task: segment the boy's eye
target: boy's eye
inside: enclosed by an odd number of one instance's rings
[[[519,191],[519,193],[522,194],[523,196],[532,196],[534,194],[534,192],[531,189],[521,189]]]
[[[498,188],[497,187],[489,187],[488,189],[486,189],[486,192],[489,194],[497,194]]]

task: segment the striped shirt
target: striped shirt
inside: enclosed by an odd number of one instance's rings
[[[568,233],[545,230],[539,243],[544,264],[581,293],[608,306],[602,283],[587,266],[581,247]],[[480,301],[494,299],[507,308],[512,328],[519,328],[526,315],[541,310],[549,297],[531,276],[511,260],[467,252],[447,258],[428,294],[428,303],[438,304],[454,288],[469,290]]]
==================================================
§ WHAT THE TASK REQUIRES
The lines needed are the ones from the first line of the entries through the line that contains "target: striped shirt", given again without any change.

§ OUTPUT FOR THIS TASK
task: segment the boy's eye
target: boy's eye
inside: enclosed by an odd number of one instance's rings
[[[519,191],[519,193],[522,194],[523,196],[532,196],[534,194],[534,192],[531,189],[521,189]]]
[[[498,188],[497,187],[489,187],[488,189],[486,189],[486,192],[489,194],[497,194]]]

task: segment the striped shirt
target: striped shirt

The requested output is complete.